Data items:
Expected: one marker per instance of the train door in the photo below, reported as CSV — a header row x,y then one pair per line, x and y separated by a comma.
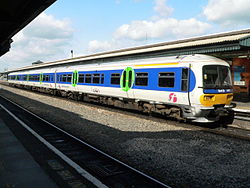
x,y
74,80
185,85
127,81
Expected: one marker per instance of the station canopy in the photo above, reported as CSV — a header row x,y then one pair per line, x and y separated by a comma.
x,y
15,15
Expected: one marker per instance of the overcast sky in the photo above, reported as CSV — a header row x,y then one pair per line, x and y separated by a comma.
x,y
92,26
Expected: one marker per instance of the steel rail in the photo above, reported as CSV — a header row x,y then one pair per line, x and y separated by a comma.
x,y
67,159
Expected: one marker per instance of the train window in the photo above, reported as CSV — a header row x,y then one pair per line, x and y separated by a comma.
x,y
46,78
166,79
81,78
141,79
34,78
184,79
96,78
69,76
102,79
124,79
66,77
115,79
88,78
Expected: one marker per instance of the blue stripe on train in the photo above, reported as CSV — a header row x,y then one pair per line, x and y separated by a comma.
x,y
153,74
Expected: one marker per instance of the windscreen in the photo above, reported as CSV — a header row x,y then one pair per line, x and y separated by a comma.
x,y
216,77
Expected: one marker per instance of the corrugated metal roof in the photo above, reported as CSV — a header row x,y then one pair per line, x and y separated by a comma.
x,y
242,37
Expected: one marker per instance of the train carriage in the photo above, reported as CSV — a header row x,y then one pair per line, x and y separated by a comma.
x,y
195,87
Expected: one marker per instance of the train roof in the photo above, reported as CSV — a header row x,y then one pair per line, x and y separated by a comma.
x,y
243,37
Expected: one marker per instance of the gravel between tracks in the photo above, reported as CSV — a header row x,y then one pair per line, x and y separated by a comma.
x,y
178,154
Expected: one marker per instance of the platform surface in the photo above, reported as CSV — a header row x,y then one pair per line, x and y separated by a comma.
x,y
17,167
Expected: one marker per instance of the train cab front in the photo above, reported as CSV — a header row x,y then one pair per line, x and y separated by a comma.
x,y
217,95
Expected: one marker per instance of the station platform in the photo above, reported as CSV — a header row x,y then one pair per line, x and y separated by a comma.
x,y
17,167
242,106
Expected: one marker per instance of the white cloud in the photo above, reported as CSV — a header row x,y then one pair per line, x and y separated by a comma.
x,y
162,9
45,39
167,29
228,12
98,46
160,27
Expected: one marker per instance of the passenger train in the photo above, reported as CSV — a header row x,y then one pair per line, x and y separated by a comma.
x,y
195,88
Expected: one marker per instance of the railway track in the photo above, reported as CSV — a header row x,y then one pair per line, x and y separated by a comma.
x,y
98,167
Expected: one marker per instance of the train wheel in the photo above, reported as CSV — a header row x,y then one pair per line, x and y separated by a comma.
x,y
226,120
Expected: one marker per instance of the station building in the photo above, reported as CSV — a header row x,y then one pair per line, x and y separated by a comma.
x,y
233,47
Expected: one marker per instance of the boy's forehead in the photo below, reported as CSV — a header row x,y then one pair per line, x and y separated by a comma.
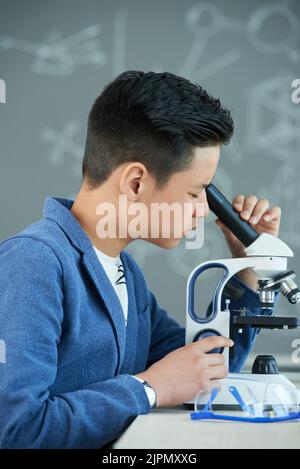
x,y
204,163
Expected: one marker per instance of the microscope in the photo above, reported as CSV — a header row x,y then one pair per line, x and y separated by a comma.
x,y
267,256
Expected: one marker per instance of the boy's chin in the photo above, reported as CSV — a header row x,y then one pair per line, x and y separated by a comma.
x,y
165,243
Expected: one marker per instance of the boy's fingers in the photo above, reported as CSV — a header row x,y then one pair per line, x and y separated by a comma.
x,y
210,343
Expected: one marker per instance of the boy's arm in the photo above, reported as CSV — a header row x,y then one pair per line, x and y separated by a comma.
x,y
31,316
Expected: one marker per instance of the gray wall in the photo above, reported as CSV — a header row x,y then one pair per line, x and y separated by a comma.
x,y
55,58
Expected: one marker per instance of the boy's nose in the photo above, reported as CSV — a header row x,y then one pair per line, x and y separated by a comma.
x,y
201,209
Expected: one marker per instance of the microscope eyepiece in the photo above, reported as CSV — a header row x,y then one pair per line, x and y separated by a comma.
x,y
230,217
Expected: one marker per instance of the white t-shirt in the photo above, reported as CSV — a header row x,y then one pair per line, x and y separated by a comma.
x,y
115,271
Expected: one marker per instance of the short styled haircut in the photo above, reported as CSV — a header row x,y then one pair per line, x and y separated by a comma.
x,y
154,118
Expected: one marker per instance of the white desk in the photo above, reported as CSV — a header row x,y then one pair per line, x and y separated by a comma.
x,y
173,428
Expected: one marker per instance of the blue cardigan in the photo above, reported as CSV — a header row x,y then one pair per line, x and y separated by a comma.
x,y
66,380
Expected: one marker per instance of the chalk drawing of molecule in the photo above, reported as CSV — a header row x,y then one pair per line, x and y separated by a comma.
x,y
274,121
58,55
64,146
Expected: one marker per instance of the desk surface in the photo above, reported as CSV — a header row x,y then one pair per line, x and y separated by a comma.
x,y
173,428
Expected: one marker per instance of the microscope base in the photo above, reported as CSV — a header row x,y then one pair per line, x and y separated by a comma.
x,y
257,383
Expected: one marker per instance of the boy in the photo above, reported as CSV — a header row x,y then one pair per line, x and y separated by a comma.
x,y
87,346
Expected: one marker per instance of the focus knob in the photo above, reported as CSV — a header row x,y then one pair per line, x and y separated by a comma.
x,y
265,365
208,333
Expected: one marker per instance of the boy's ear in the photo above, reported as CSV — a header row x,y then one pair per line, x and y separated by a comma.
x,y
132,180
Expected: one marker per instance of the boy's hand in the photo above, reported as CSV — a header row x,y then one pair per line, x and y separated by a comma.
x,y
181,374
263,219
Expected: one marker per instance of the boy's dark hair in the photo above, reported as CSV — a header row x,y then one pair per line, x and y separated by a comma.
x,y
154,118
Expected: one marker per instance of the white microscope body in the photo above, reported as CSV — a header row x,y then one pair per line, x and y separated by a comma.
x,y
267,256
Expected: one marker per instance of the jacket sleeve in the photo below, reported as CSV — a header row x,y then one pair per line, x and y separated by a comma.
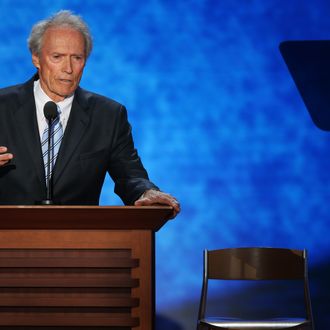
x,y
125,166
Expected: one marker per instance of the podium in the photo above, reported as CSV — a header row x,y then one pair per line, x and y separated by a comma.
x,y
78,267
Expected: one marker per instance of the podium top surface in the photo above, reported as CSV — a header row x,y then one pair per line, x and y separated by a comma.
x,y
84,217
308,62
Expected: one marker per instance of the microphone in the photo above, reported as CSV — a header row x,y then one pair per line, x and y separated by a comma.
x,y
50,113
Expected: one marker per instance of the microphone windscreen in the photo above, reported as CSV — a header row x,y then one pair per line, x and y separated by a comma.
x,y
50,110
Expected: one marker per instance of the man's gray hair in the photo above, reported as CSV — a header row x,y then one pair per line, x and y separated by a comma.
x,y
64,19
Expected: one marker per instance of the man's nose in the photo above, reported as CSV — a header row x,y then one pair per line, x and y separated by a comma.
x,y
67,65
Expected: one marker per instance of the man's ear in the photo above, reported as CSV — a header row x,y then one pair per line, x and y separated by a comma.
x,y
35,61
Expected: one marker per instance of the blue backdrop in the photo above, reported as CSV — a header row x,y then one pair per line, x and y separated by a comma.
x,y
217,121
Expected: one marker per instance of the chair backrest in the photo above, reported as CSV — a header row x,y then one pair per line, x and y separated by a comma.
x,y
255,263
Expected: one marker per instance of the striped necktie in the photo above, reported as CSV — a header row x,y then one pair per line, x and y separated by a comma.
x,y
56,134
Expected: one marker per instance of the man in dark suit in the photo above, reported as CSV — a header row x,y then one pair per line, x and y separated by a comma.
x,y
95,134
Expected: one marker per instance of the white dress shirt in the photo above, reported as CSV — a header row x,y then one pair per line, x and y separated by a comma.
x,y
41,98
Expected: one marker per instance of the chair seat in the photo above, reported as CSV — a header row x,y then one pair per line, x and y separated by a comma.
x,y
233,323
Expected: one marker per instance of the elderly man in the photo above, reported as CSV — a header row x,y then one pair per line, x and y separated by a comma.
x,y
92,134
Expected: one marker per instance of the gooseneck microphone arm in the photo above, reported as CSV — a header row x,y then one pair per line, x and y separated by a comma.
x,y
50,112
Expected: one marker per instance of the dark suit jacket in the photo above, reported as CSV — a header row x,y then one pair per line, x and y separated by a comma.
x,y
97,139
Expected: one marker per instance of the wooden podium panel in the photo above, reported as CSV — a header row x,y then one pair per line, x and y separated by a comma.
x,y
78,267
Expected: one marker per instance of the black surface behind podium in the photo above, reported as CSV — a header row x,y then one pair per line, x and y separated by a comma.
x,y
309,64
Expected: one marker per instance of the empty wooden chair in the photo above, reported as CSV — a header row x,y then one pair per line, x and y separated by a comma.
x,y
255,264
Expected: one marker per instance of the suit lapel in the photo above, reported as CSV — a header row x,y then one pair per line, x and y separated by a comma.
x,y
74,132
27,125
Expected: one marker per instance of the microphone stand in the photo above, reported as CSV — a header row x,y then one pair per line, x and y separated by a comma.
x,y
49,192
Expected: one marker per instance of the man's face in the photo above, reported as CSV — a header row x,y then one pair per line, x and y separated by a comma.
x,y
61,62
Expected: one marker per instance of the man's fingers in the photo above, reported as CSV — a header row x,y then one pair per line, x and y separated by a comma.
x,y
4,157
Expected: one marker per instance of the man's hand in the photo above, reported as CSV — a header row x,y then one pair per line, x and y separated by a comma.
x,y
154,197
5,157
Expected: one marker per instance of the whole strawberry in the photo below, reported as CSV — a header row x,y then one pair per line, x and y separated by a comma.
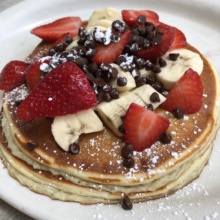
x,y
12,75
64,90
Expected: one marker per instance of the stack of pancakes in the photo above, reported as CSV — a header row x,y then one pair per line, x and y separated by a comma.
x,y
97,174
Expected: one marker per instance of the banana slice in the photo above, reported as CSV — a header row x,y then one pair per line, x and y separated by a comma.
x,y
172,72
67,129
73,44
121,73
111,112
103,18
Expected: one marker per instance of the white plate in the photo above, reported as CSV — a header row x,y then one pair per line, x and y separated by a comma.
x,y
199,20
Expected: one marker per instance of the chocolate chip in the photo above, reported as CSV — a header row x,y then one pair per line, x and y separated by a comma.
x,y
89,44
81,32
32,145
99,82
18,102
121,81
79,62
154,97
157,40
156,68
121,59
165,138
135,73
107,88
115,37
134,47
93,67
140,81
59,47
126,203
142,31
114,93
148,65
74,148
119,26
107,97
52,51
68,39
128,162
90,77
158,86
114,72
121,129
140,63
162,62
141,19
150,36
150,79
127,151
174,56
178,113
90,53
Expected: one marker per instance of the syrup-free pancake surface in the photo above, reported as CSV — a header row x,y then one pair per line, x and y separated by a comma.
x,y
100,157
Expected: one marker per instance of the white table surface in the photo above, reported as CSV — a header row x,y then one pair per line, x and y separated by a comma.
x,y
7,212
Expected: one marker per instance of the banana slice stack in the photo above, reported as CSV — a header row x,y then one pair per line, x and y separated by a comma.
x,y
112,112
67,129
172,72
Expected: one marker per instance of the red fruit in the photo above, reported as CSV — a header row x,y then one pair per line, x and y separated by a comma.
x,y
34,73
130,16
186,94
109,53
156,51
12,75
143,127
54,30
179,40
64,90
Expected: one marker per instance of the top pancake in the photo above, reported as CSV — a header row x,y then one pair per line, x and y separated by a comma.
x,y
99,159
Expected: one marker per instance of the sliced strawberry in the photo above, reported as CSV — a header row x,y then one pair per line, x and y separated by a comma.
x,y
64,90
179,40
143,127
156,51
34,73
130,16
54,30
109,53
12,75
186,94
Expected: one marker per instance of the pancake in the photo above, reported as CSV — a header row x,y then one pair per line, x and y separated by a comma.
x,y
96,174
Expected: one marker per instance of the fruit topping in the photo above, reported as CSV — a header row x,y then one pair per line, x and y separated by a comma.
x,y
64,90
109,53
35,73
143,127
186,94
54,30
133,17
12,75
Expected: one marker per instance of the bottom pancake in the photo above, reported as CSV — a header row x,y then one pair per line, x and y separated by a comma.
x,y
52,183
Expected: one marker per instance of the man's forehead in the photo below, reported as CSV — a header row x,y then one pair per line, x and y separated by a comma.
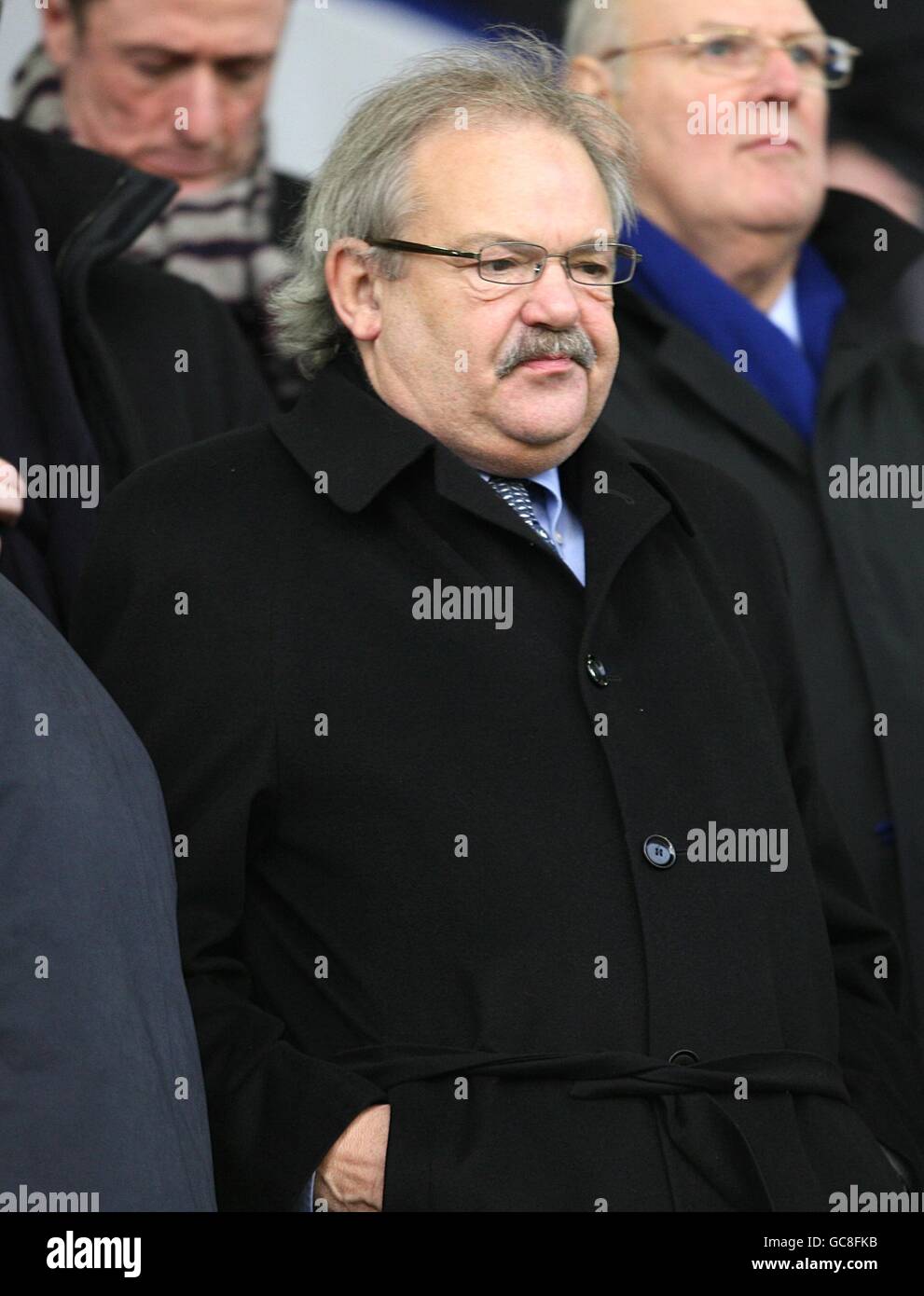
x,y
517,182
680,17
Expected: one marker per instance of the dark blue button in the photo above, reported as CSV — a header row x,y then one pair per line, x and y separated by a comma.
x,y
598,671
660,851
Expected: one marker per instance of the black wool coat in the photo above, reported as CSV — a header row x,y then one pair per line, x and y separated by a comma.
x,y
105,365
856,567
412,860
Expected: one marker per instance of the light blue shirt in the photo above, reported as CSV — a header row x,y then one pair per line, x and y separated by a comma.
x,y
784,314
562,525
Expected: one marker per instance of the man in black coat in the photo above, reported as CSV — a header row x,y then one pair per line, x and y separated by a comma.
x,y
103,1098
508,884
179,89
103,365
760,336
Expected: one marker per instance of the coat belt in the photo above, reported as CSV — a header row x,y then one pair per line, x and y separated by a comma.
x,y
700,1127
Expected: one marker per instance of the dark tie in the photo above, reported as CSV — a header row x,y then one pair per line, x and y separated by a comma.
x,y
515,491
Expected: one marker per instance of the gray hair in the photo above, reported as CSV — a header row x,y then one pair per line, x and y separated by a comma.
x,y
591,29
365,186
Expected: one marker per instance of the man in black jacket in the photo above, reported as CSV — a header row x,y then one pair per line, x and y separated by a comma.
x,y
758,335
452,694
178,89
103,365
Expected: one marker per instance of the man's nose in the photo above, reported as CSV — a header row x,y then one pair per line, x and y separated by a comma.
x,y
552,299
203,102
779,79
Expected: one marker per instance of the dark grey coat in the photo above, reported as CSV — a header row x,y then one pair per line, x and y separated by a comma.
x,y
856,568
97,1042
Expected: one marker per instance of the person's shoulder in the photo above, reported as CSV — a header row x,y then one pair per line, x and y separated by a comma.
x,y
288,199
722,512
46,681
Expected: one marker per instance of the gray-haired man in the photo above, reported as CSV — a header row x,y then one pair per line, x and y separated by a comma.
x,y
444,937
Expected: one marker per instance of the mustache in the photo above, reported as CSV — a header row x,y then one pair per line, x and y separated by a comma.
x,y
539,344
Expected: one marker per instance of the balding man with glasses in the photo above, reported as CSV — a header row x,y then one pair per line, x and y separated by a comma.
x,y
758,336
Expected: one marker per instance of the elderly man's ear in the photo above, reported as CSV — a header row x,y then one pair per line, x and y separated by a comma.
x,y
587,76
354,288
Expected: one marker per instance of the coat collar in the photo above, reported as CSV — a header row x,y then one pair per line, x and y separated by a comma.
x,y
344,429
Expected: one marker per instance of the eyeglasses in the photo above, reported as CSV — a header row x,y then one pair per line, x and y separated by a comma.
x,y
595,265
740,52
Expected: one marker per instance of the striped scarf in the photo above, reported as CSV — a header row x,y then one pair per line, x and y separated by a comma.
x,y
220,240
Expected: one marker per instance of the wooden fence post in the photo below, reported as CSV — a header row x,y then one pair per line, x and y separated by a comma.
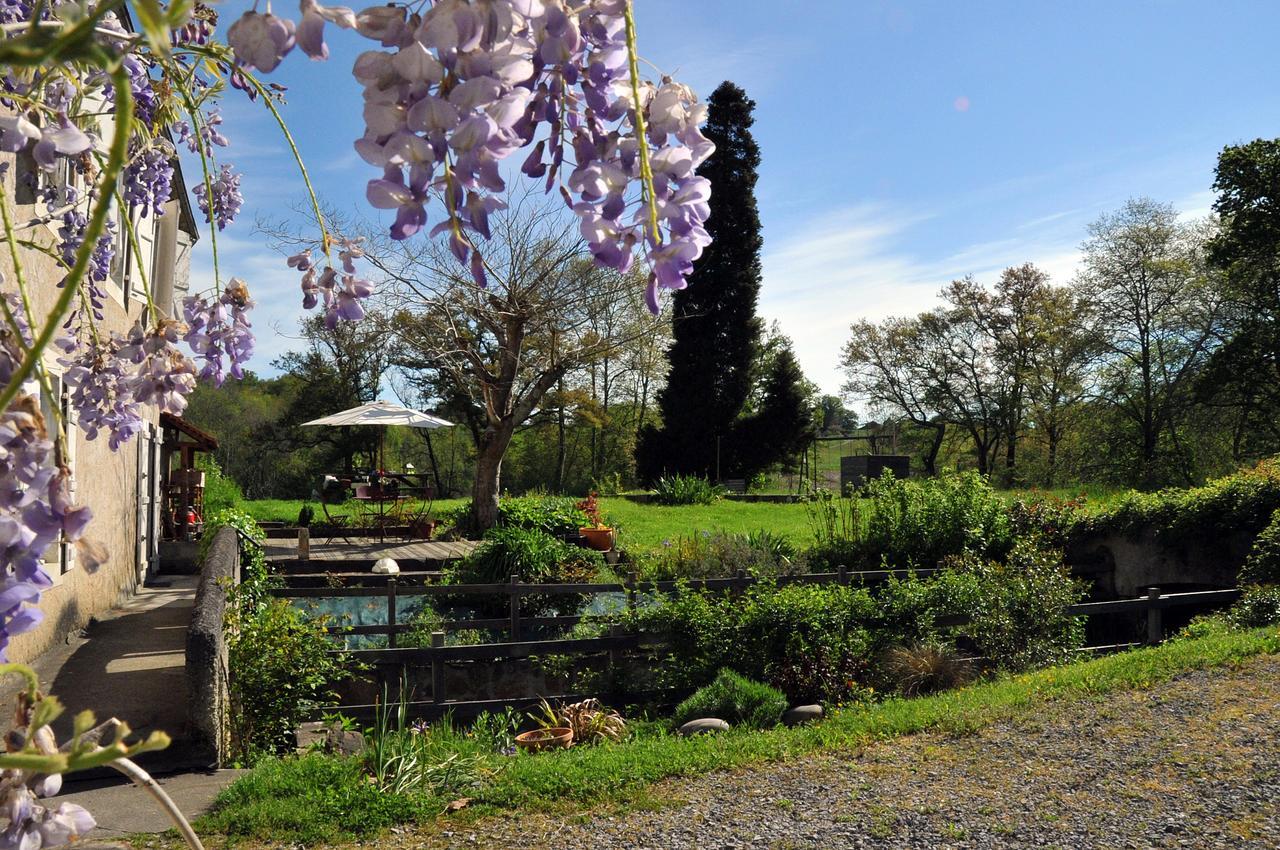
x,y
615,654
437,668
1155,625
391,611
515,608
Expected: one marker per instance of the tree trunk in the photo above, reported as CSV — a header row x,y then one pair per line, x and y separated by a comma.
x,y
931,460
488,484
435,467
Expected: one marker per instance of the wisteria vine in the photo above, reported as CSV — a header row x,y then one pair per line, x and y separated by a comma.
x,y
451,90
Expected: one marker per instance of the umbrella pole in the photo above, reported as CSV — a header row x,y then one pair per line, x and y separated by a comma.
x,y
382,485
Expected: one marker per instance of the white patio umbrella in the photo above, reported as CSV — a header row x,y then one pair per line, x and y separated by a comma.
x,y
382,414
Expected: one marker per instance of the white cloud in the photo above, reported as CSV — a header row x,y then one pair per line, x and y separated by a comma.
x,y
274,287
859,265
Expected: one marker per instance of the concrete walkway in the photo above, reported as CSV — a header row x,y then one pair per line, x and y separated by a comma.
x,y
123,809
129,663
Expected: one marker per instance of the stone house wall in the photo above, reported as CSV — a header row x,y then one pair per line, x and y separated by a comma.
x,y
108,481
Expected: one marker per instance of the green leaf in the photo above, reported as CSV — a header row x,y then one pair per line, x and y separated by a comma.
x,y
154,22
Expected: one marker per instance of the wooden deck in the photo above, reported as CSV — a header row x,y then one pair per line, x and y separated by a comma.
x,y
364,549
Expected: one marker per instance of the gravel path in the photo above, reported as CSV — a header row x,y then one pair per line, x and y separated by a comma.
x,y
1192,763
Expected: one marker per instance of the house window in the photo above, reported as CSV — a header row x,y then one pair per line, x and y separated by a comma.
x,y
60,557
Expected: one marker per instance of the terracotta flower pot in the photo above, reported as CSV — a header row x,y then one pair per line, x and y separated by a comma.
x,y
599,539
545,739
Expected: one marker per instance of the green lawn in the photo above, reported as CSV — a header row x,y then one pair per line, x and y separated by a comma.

> _What is expected_
Reproduce the lines of the entries above exactly, but only from the line containing "Expected: one marker per instance of the green leaf" through the final line.

> _Problem solution_
Expected: one marker per instance of the green leaf in the photo above, reported as CSV — a header row x,y then one pair per line, x and y separated by a comma.
x,y
154,22
Expected: one marker per instance of the wooden deck in the photo above, reported as CSV — a header row x,y then one pair per line, x and y separated by a comma.
x,y
364,549
Expected: one marker per instance of the gravel path in the photo above, reported as CSV — a header row x,y then one pair per line, x and y separated by a comma.
x,y
1192,763
Expected: one marker per instance of the house window in the photo above, reported as CSV — a header row x,y then one pair per line, x and y separated by a comma.
x,y
60,557
Expected: one marker per instance of the terracotta flower pot in the photo above, reported as CSV — a header row x,y then one pair per line, x and y separated by a comma.
x,y
599,539
545,739
Expected: one marker per instance of the green lawn in the photo above, reported as CSV — a header row x,y then one pair per line, x and y separated by a comma.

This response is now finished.